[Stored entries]
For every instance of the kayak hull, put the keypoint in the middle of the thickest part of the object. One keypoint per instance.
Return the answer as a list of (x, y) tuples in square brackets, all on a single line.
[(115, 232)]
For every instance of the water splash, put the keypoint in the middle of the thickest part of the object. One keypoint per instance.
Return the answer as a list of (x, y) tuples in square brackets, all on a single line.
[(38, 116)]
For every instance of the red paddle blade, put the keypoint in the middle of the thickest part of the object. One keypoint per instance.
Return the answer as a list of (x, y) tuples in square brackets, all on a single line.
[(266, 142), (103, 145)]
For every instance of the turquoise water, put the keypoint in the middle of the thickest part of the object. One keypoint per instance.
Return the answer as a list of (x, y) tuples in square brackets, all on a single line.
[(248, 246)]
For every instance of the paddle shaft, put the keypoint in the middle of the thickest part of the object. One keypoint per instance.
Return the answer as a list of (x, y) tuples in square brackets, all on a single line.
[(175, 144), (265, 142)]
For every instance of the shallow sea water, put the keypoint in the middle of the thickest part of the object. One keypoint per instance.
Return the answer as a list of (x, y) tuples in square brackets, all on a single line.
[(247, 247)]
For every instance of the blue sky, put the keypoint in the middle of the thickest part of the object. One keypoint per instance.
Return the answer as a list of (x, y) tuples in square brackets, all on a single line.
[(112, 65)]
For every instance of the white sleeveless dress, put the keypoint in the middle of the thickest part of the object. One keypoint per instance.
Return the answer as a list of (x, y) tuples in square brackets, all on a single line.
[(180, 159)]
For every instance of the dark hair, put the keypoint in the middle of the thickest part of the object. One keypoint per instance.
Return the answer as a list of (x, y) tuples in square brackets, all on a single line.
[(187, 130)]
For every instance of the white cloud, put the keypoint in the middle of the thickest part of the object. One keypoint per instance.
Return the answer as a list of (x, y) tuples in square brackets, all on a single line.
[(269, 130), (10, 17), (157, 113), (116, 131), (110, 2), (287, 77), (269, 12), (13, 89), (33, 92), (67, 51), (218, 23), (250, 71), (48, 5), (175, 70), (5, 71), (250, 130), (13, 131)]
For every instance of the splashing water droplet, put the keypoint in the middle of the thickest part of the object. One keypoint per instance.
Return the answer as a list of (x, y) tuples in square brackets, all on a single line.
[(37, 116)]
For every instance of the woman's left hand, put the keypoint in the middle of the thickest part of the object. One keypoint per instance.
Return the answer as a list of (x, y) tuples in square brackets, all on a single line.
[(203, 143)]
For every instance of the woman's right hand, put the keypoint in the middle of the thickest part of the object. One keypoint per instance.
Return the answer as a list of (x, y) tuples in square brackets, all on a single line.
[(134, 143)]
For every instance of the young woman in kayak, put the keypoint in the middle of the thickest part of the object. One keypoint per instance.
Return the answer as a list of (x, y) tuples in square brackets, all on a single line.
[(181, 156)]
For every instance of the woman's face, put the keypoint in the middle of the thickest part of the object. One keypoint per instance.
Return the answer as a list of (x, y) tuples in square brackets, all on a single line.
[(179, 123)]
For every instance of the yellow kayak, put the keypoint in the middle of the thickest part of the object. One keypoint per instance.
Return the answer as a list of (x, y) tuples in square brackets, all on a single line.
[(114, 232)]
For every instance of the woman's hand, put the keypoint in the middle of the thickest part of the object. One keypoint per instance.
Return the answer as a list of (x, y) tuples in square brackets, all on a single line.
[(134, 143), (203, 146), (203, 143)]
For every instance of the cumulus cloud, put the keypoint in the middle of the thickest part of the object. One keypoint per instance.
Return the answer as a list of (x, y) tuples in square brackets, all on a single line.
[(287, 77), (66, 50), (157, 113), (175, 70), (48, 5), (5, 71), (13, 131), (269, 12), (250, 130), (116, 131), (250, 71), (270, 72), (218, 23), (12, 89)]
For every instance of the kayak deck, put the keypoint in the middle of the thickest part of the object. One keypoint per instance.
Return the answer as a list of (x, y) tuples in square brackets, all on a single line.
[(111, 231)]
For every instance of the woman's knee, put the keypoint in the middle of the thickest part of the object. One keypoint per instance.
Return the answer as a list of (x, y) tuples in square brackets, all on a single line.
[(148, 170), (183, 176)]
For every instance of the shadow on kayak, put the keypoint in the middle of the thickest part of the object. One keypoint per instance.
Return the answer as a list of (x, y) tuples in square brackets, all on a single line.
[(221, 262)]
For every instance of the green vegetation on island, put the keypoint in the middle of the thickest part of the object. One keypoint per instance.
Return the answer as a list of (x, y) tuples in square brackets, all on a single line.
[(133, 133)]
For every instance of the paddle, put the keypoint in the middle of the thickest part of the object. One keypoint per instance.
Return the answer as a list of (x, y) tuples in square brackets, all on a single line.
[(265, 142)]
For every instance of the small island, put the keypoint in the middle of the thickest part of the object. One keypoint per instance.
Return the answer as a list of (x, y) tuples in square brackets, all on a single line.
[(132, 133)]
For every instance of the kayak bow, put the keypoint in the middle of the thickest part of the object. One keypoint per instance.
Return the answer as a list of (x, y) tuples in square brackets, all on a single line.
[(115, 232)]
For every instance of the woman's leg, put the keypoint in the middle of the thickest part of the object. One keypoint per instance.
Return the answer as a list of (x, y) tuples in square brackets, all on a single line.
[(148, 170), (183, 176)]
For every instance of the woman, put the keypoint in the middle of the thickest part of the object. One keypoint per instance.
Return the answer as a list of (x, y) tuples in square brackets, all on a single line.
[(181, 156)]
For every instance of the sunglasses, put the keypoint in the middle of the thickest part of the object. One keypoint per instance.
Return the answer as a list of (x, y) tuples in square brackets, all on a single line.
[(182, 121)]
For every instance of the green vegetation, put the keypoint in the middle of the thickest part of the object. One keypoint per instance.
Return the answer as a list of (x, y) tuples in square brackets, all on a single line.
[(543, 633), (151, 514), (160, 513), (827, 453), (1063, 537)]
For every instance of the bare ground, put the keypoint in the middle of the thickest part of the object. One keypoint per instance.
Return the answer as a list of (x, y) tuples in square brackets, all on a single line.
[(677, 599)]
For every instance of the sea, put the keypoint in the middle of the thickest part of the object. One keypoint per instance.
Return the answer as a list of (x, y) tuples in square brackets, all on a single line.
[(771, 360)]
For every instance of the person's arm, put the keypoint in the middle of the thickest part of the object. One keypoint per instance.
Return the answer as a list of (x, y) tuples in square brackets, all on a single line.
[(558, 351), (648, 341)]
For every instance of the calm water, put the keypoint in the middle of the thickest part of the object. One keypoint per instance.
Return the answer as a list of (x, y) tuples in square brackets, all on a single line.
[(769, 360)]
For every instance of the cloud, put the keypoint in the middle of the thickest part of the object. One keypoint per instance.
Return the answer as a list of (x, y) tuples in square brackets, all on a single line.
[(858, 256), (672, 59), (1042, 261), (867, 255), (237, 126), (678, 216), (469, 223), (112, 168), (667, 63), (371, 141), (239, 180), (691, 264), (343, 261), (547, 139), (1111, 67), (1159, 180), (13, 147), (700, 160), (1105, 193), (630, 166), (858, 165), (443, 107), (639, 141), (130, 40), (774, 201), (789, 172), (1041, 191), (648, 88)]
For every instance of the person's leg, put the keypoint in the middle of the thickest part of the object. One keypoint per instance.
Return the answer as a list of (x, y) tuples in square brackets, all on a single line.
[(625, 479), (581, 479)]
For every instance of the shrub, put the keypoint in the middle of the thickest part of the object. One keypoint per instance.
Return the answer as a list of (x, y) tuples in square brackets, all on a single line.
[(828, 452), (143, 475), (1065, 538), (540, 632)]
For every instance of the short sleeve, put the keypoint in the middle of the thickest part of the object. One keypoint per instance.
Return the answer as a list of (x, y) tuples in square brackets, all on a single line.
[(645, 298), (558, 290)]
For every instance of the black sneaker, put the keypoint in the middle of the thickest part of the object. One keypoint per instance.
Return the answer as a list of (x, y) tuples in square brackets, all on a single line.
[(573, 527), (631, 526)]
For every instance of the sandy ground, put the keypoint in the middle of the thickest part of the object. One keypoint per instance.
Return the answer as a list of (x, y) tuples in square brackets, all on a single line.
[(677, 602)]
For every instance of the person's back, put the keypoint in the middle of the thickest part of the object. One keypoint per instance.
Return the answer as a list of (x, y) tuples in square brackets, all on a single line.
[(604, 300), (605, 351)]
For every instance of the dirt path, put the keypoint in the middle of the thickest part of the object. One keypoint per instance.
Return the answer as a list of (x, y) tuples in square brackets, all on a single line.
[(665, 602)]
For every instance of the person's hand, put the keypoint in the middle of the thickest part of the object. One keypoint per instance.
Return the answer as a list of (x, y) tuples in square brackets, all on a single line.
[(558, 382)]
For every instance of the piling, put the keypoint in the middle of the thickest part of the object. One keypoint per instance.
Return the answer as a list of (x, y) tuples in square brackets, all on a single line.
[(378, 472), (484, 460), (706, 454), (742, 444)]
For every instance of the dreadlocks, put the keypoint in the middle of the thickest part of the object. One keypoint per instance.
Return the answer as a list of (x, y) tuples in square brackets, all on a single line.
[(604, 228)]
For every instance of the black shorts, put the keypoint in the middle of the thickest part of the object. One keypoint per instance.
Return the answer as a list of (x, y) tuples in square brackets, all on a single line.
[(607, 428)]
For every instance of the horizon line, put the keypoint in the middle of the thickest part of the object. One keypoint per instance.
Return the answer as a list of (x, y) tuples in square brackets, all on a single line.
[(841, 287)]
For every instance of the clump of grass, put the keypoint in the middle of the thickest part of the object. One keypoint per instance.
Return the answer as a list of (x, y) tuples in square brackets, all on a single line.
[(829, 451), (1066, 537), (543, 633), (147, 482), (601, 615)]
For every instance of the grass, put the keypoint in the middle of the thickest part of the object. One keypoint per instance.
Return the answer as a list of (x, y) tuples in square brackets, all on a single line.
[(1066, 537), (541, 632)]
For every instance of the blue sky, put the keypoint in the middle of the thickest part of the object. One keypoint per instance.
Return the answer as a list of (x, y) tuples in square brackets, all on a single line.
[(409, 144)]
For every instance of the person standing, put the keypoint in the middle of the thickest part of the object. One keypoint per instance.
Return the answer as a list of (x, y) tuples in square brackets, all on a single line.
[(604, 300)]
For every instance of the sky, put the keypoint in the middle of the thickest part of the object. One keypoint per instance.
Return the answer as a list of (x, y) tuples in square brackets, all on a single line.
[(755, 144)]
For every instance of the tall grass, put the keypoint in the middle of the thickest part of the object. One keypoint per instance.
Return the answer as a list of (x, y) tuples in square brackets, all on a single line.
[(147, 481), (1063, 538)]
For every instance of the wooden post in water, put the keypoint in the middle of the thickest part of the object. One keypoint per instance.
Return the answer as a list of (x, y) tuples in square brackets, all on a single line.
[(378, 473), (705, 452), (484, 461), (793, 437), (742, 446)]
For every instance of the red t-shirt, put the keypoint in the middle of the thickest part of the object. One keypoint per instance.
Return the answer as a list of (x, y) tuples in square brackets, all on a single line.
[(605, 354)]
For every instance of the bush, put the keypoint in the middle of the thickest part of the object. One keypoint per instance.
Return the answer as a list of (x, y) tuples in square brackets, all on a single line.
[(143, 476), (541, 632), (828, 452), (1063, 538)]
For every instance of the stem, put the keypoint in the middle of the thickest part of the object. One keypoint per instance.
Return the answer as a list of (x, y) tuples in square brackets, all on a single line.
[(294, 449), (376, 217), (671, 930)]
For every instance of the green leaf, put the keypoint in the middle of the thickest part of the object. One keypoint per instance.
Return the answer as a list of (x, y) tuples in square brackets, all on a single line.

**Given request:**
Restate the final lines of the listing above word for word, beginning at the line that contains "For every instance of the wooden".

**Solution to this task:**
For every instance of the wooden post in water, put the keypoint in the middle of the thickest part of the object. One keypoint per instance.
Return the answer as a list of (x, y) tuples in square brackets, all on a single line.
[(378, 473), (705, 452), (484, 461), (793, 437), (742, 446)]
For every instance of the red t-shirt, put the keypoint in the middle of the thickest part of the object. One keypoint per instance.
Return the answer as a list of (x, y) tuples in square brackets, all on a single line.
[(605, 354)]
For every instance of the bush, put the keypoint in the middle of the thickest part of the object. One keypoint per instance.
Return the answer as a list of (x, y) tuples in square brackets, all on a single line.
[(143, 476), (541, 632), (828, 452), (1063, 538)]
For every instance of the stem, put the keypoint in the middle of the thickest part of the object. One keypoint per instance.
Return the answer as a list of (x, y) tuples in square brackets, all on a single line.
[(294, 449), (376, 217), (671, 930)]
For every instance of the green leaf, put the keypoint in the middle of the thickest part of the object. One keypoint per instance.
Return the answer as a list of (x, y) tuples in square brackets, all on a single line.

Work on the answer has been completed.